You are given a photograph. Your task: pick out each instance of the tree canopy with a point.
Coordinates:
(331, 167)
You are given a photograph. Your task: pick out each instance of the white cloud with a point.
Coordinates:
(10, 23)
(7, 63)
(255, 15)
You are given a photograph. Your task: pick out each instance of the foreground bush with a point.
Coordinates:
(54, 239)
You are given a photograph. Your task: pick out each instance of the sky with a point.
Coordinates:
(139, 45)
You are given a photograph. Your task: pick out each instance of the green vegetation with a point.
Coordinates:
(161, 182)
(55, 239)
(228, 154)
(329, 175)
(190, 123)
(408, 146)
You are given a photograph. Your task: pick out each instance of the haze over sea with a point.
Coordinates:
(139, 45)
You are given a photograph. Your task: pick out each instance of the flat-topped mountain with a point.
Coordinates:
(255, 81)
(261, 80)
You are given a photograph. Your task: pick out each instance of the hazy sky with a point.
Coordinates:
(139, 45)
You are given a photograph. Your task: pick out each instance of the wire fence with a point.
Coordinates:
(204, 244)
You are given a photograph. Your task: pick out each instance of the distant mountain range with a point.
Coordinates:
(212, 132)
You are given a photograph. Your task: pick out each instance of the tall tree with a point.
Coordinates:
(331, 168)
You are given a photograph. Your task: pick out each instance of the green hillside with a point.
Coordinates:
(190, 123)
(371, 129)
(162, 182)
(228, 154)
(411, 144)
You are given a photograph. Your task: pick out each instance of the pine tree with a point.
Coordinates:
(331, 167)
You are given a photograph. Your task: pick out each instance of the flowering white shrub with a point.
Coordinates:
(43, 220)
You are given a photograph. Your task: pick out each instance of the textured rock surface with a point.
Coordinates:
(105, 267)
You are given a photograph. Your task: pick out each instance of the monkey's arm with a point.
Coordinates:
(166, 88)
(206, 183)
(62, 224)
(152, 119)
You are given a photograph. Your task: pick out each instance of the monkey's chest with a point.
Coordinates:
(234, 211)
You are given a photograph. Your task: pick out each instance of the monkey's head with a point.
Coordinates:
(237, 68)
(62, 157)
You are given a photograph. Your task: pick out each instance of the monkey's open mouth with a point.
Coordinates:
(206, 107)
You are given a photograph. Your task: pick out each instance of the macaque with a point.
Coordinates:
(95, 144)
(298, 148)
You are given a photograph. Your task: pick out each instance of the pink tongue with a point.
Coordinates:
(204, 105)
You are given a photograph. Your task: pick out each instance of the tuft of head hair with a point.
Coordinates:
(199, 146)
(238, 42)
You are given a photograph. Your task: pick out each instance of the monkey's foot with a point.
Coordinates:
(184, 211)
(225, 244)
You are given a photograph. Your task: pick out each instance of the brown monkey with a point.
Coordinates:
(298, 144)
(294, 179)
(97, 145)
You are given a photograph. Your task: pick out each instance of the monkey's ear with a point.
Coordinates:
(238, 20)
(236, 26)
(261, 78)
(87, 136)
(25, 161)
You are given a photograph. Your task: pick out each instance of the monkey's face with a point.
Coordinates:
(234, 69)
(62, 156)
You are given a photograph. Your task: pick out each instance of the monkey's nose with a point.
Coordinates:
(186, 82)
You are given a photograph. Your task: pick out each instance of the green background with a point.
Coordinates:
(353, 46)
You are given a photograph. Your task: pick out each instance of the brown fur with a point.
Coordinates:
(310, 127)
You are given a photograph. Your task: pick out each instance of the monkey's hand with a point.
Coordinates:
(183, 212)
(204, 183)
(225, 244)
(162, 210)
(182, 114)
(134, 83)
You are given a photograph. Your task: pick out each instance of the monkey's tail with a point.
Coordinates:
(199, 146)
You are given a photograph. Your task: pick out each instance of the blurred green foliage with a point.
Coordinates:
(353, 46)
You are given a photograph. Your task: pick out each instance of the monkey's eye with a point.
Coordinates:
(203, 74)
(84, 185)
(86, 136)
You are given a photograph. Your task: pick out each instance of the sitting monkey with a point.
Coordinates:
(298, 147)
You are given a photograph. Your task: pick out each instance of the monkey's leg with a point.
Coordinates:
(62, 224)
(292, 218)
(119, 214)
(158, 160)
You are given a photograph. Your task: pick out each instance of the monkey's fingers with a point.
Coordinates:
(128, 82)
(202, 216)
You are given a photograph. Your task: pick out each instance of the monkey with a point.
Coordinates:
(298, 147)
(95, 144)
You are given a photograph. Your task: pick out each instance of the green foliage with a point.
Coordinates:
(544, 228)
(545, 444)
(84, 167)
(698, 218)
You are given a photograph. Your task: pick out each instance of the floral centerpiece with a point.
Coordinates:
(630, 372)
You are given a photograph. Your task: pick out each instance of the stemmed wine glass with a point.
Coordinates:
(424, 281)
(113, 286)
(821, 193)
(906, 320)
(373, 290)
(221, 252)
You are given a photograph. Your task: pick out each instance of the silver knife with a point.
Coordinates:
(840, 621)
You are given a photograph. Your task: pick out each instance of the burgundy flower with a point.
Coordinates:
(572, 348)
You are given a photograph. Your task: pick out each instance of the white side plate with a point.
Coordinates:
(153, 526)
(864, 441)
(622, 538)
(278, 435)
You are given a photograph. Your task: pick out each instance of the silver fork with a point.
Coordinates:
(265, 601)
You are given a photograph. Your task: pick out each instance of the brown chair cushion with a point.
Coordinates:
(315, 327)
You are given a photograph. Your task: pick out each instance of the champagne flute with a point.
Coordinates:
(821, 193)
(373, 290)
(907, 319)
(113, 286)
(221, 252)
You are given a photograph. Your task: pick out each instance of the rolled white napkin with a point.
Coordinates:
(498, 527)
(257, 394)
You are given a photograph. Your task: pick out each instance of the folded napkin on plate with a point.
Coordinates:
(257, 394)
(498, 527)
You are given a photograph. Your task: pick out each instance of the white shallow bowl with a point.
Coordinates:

+===+

Task: Repeat every line of the records above exactly.

Reply to the exercise:
You are given a photograph. Your task: pick out each instance of the tree canopy with a point.
Coordinates:
(331, 167)
You are given a photograph. Your task: pick out each instance of the white cloud with a point.
Coordinates:
(10, 23)
(7, 63)
(255, 15)
You are given a photograph. Your task: pick out each instance of the foreground bush with a point.
Coordinates:
(54, 239)
You are given a photograph. Your task: pick out each instance of the sky with a point.
Coordinates:
(139, 45)
You are given a photograph. Your task: pick out each instance of the green vegetation with a point.
Coordinates:
(161, 182)
(55, 239)
(228, 154)
(329, 175)
(190, 123)
(408, 146)
You are given a photograph. Your task: pick out each instance of the haze over sea with a point.
Coordinates:
(139, 45)
You are given a photograph. Your task: pick out each instance of the flat-topped mountain with a point.
Coordinates:
(255, 81)
(261, 80)
You are given a photograph. Your task: pick out each instance of the hazy sky with a point.
Coordinates:
(139, 45)
You are given a photograph. Your task: pick out each instance of the wire fence with a point.
Coordinates:
(204, 244)
You are given a photograph. Your task: pick out each instance of the distant mountain range with a point.
Coordinates:
(212, 132)
You are given a photograph. Your task: pick out each instance of the tall tree with a point.
Coordinates:
(331, 168)
You are given a photograph. Your task: pick out each instance of the green hillside with a point.
Coordinates:
(190, 123)
(371, 129)
(162, 182)
(228, 154)
(411, 144)
You are given a photograph. Your task: pick out each instance of the pine tree with a point.
Coordinates:
(331, 167)
You are given a photograph. Your task: pick out each instance of the flowering white shrub with a point.
Coordinates:
(43, 220)
You are given a photograph. Your task: pick out each instance of the textured rock surface with a point.
Coordinates:
(105, 267)
You are given a photograph. Your task: pick out each instance of the monkey's arm with a point.
Coordinates:
(166, 88)
(206, 183)
(62, 224)
(152, 119)
You are given a photograph. Your task: pick out each instance of the monkey's chest with a point.
Coordinates:
(234, 211)
You are given a photograph. Your task: pick out each instance of the monkey's head with a point.
Coordinates:
(237, 68)
(62, 157)
You are given a photograph. Your task: pick out each instance of the monkey's open mouth with a point.
Coordinates:
(206, 107)
You are given a photograph. Your task: pick out each instance of the macaque with a point.
Coordinates:
(95, 144)
(298, 148)
You are given a photograph. Your task: pick out each instance of the pink tongue with a point.
Coordinates:
(204, 105)
You are given a photograph. Your task: pick out each instance of the tuft of head hair with a point.
Coordinates:
(199, 146)
(238, 42)
You are given a photograph. Your task: pick out each instance of the monkey's foot with a point.
Coordinates:
(184, 211)
(225, 244)
You are given a photograph. Your task: pick out each instance of the brown monkey with a point.
Coordinates:
(298, 144)
(294, 179)
(97, 145)
You are given a photograph. Your task: pick out each instance of the monkey's ear with a point.
Coordinates:
(238, 20)
(236, 26)
(261, 78)
(87, 136)
(25, 161)
You are given a photograph. Your task: pick out each instance of the monkey's face with a point.
Coordinates:
(234, 69)
(62, 156)
You are given a photograph. Your task: pick out each instance of the monkey's nose with a point.
Coordinates:
(186, 82)
You are given a photograph. Your task: pick out each instance of the green background with a point.
Coordinates:
(353, 46)
You are given a photograph. Your task: pick out each instance of the brown fur with a point.
Coordinates:
(310, 127)
You are given a photograph. Your task: pick out each instance of the monkey's hand with a point.
Coordinates:
(183, 212)
(204, 183)
(225, 244)
(162, 210)
(182, 114)
(134, 83)
You are given a photograph. Your task: pick out each instance of the monkey's tail with a point.
Coordinates:
(199, 146)
You are given a photograph. Your task: pick out each instance of the blurred green foliage with a point.
Coordinates:
(353, 46)
You are given a photograph. Your task: pick out each instance of the monkey's eye with a point.
Coordinates:
(203, 74)
(84, 185)
(86, 136)
You are given a photograph. Your task: pick out each instance of the sitting monkey with a point.
Coordinates:
(298, 147)
You are given a photograph. Your task: pick out each instance of the monkey's leg with a point.
Coordinates:
(62, 224)
(292, 218)
(119, 214)
(158, 160)
You are given a photograph. Your task: pick out each instance of the monkey's fingers with a point.
Coordinates:
(128, 82)
(202, 216)
You are given a photograph. Your task: pick out each instance of the monkey with a point.
Coordinates:
(298, 147)
(95, 144)
You are given a photograph. Your task: pick out each instance of the green foliage with a point.
Coordinates:
(544, 228)
(545, 444)
(84, 167)
(698, 218)
You are given a photograph. Your task: pick out each instance of the floral centerpiece with a point.
Coordinates:
(630, 372)
You are given a photograph. Your task: pick out each instance of the stemmed wine glass with a point.
Coordinates:
(424, 281)
(113, 286)
(821, 193)
(906, 320)
(373, 290)
(221, 252)
You are given a photograph. Your task: pick out each instance of the silver knife with a point.
Coordinates:
(840, 621)
You are given a photograph. Your task: pick out each instance of the burgundy flower with a point.
Coordinates:
(572, 348)
You are given a photograph. Your task: pick out each instance of the white side plate with a point.
Coordinates:
(153, 526)
(864, 441)
(622, 538)
(278, 435)
You are given a photograph. Your task: pick out each instance of the silver fork with a point.
Coordinates:
(265, 601)
You are given a photograph. Your task: pick out each instance of the brown chair cushion with a point.
Coordinates:
(315, 327)
You are given a photograph. Your task: pick out each instance of the champagne flute with a point.
Coordinates:
(821, 193)
(373, 290)
(907, 319)
(113, 286)
(221, 252)
You are given a photograph. Your task: pick out each instance of the rolled white napkin with a point.
Coordinates:
(498, 527)
(257, 394)
You are given a photograph. Your task: pick out each instance of the folded napkin on plate with a point.
Coordinates:
(257, 394)
(498, 527)
You are given a photograph. Your task: pick out each instance of the white shallow bowl with a point.
Coordinates:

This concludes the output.